* _Exercise instructions_
Once the line with "Target: ring on finger" is found in the data, output it and each following line exactly, up to and including the line with "Place one point on every instance of the badge", and nothing before or after.

* _Excerpted records_
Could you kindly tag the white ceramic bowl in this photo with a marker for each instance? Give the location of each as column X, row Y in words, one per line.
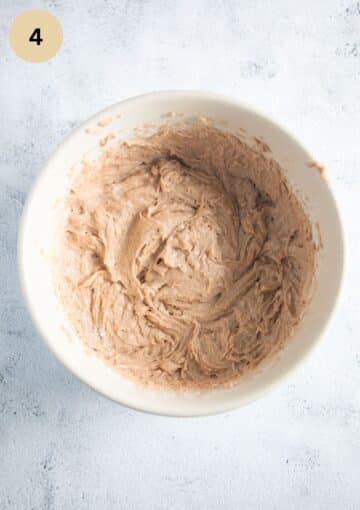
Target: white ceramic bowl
column 36, row 241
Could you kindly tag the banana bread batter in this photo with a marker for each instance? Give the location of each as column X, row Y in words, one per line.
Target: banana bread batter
column 185, row 259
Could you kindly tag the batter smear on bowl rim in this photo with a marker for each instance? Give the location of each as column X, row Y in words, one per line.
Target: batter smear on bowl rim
column 185, row 260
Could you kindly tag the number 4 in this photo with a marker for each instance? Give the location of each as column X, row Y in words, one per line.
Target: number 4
column 36, row 37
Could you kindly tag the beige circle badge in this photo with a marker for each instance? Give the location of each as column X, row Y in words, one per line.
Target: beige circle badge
column 35, row 35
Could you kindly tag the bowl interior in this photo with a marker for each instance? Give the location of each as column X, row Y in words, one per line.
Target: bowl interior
column 36, row 241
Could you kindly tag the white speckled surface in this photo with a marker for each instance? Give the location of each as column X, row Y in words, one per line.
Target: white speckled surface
column 62, row 446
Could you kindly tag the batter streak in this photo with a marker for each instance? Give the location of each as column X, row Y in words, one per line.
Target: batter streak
column 185, row 259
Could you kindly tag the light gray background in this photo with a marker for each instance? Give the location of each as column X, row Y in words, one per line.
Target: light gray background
column 62, row 446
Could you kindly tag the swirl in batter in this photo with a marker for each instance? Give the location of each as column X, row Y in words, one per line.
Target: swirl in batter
column 185, row 259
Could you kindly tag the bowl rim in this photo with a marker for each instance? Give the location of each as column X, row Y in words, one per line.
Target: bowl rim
column 151, row 408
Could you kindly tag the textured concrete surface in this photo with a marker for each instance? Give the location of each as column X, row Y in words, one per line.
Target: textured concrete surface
column 61, row 445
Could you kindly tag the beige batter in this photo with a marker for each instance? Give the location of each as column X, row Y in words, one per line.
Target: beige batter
column 185, row 259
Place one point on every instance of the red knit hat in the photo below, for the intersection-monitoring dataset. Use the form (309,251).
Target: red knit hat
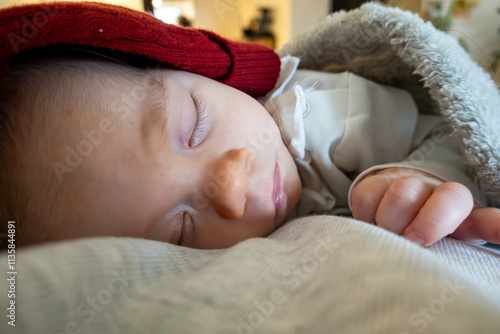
(248,67)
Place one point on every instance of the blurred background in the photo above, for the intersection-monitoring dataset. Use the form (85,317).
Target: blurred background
(475,23)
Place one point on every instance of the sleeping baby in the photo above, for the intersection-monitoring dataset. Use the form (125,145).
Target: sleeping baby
(92,146)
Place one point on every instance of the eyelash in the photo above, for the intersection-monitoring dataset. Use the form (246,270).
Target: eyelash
(201,121)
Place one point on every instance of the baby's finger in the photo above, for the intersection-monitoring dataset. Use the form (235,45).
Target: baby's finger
(481,224)
(366,196)
(448,206)
(401,203)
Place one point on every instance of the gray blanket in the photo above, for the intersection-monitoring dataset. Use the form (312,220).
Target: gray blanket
(398,48)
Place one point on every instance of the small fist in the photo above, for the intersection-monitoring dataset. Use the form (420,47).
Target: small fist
(422,207)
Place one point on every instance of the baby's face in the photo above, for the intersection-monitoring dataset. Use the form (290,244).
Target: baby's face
(178,158)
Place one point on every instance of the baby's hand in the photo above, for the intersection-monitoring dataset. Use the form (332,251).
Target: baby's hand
(422,207)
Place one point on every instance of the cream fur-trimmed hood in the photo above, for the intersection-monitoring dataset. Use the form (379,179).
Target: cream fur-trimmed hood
(398,48)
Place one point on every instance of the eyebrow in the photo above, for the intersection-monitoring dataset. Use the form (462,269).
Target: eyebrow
(155,116)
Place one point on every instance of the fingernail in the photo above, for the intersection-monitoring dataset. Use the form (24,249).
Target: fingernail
(415,237)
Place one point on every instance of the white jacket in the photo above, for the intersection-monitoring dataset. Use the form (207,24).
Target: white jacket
(340,127)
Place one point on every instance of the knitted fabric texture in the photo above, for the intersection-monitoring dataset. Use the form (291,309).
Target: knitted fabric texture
(398,48)
(248,67)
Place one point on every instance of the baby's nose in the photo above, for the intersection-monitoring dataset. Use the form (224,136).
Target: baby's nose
(231,173)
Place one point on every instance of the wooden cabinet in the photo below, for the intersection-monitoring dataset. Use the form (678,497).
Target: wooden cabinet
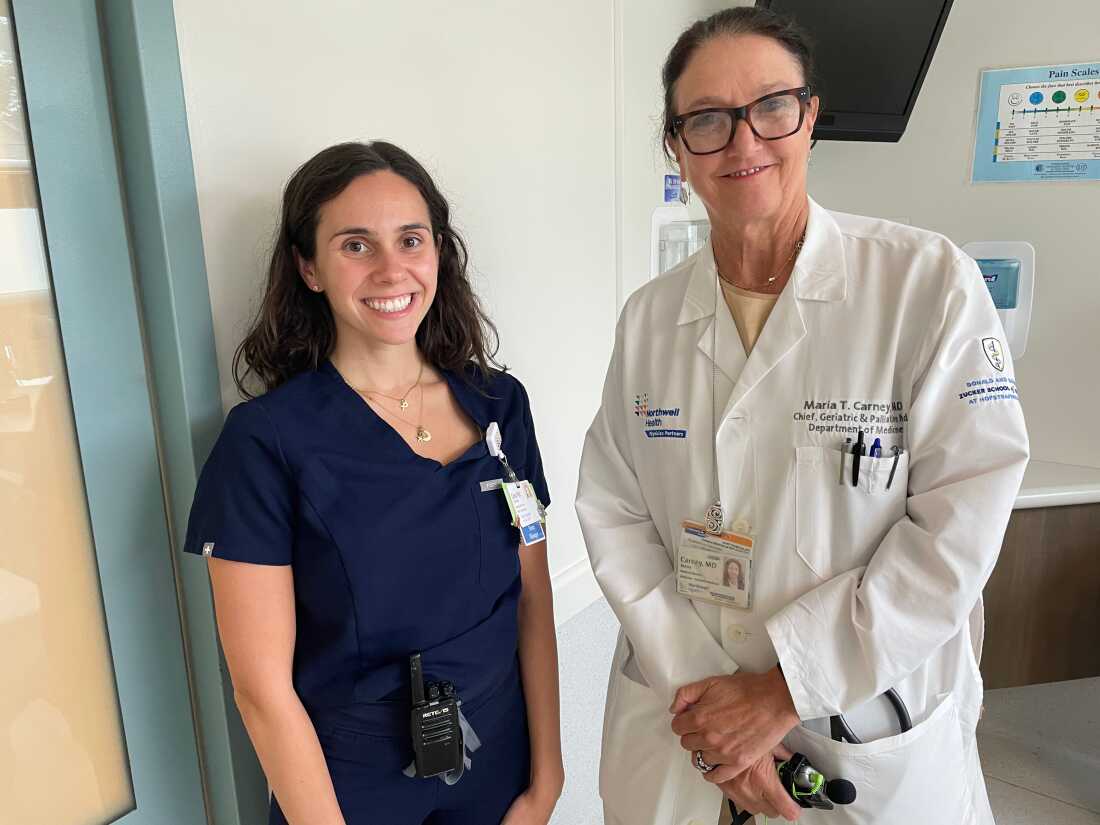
(1043,600)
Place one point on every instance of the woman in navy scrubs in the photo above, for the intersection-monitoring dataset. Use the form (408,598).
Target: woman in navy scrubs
(351,519)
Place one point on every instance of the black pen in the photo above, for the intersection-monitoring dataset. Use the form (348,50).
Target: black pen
(857,449)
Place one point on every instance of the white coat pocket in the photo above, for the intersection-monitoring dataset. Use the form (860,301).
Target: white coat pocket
(914,778)
(645,777)
(838,525)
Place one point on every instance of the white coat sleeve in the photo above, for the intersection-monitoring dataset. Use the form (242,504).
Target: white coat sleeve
(857,635)
(672,645)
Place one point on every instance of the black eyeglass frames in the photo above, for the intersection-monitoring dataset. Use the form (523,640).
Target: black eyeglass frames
(771,118)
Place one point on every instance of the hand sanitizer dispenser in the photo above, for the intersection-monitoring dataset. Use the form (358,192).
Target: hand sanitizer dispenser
(674,237)
(1009,271)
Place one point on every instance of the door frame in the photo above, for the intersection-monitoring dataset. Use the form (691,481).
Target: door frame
(107,124)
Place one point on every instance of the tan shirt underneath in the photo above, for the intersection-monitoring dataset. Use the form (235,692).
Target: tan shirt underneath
(750,311)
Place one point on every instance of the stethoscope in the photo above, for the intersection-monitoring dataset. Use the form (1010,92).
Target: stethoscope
(840,732)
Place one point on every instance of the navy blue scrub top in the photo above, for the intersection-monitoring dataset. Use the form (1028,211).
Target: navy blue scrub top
(393,553)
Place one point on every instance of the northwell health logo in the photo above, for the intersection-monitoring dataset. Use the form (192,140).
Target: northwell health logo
(656,421)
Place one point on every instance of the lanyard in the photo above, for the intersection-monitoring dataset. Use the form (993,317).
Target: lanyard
(714,519)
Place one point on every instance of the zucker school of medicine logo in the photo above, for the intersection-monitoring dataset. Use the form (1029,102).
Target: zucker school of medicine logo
(994,353)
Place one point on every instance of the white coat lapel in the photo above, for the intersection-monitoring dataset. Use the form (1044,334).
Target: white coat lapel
(820,275)
(703,299)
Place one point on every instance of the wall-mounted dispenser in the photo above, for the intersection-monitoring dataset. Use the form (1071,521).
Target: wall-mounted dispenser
(1009,270)
(674,237)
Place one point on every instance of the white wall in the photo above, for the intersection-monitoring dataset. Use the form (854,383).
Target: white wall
(925,179)
(510,107)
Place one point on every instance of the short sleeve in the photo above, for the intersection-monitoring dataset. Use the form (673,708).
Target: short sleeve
(243,507)
(532,460)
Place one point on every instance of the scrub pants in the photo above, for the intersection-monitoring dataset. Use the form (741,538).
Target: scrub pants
(366,773)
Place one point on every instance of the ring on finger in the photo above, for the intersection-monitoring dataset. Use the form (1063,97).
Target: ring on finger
(701,763)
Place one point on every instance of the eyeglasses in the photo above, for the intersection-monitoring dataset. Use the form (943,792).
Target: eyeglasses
(773,117)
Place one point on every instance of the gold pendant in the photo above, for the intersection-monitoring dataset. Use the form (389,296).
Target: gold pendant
(713,519)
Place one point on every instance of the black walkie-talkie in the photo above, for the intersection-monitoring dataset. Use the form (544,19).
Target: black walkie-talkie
(437,735)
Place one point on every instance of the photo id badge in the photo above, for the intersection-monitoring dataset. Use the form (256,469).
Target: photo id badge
(715,568)
(524,506)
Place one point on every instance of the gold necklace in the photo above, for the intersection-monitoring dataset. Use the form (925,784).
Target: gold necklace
(403,400)
(422,433)
(772,279)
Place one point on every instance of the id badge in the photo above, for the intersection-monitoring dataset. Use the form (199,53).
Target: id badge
(524,506)
(715,568)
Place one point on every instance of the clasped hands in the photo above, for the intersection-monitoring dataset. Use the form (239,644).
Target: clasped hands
(738,722)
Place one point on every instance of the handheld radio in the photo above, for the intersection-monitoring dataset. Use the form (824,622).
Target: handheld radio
(437,734)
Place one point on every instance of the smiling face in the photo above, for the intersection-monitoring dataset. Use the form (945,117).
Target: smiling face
(376,261)
(751,179)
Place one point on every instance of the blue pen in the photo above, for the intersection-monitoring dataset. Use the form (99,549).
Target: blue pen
(858,449)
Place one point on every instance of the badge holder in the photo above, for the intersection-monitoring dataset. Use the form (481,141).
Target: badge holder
(527,512)
(715,567)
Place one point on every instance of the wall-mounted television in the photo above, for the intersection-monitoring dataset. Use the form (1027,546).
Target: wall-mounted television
(872,56)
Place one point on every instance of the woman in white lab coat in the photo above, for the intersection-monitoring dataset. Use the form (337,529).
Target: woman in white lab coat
(738,385)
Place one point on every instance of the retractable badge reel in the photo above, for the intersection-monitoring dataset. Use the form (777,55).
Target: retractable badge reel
(527,512)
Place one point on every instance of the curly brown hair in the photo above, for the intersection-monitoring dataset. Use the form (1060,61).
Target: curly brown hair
(294,330)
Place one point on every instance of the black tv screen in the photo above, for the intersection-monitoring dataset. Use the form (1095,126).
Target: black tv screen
(871,61)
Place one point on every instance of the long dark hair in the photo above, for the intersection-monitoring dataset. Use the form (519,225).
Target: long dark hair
(294,329)
(730,22)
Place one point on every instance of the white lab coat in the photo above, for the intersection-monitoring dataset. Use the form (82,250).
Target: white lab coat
(856,590)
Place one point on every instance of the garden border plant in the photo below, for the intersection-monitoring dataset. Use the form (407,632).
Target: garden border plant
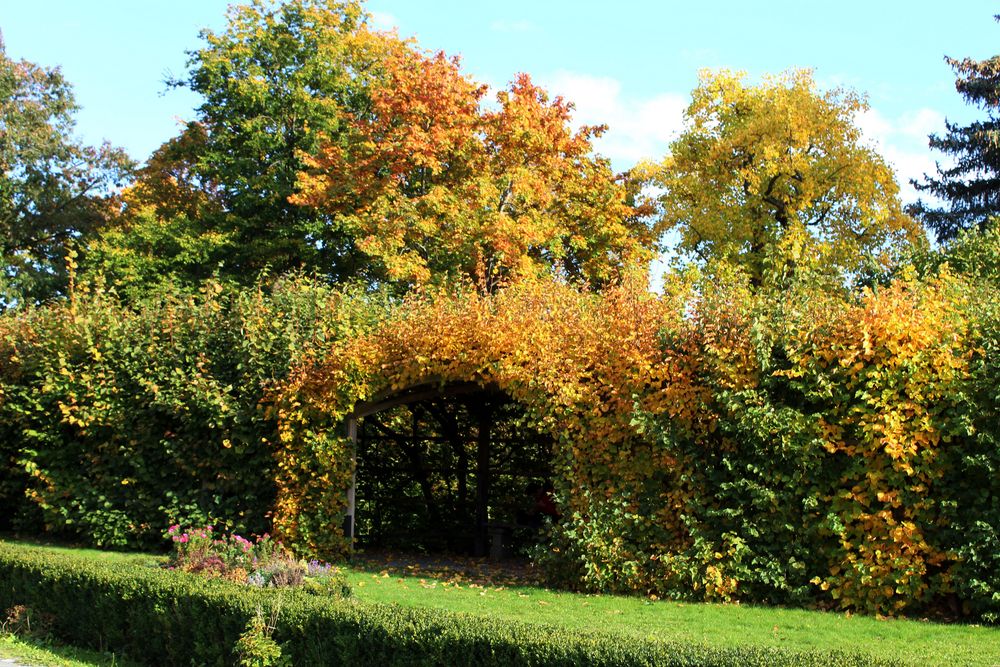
(172,618)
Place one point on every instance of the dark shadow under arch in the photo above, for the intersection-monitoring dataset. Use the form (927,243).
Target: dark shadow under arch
(467,454)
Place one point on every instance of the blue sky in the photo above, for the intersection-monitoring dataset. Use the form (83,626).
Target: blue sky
(631,65)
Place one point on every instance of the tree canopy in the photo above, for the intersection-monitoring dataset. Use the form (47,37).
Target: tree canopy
(53,188)
(273,81)
(775,175)
(434,184)
(970,186)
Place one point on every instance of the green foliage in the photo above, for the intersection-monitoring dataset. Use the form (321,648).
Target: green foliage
(255,647)
(168,618)
(970,187)
(276,79)
(121,420)
(53,189)
(776,177)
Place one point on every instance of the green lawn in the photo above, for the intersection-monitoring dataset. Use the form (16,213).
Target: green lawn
(917,642)
(913,641)
(44,654)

* _Solution_
Target: ring on finger
(701,763)
Place one point on every instance of the eyeglasses in the photo above, for the intersection-monitoring dataset. Use the form (943,792).
Target: eyeglasses
(773,117)
Place one point on every instance of the gold pendant in the photo above, for the intersection-monitoring dataset. Use the form (389,296).
Target: gold pendant
(713,519)
Place one point on every instance of the black walkie-talkie in the photo above, for the intersection-monitoring dataset. Use the form (544,19).
Target: black walkie-talkie
(437,735)
Place one point on every instance of the photo id badge in the photo above, for the intersection-monitoring dataset. Use the form (256,469).
Target: photo id badge
(715,568)
(524,506)
Place one point on every instance of the gold necklace in the photo above, for the intersection-monitoring dataset. Use the form (925,784).
Target: gold necklace
(403,400)
(422,433)
(772,279)
Place one point on every instance of the id badge in the photo above, for the intersection-monitoring dataset. Use the form (199,53).
Target: id badge
(524,506)
(715,568)
Place one point on every instance of the clasped hands in the photo above, for the intersection-monitoring dataset. Use the form (239,644).
Target: clasped hands
(738,722)
Place one point on every instance of the handheld radio in the photo above, for the intersection-monitoring dataset. Use the form (824,622).
Target: handheld radio
(437,734)
Place one point on every instance of the smiling face in the photo above, for the intersection-monitoring dataset. Use the form (945,117).
Target: smiling face
(376,261)
(751,179)
Place one point on every instance of the blue pen in the photo above, for the intersection-monitoring dataset. Use the form (99,549).
Target: blue pen
(858,449)
Place one point on every instance of the badge holder in the photo above, for the intersection-monitoring dataset. Use the form (481,141).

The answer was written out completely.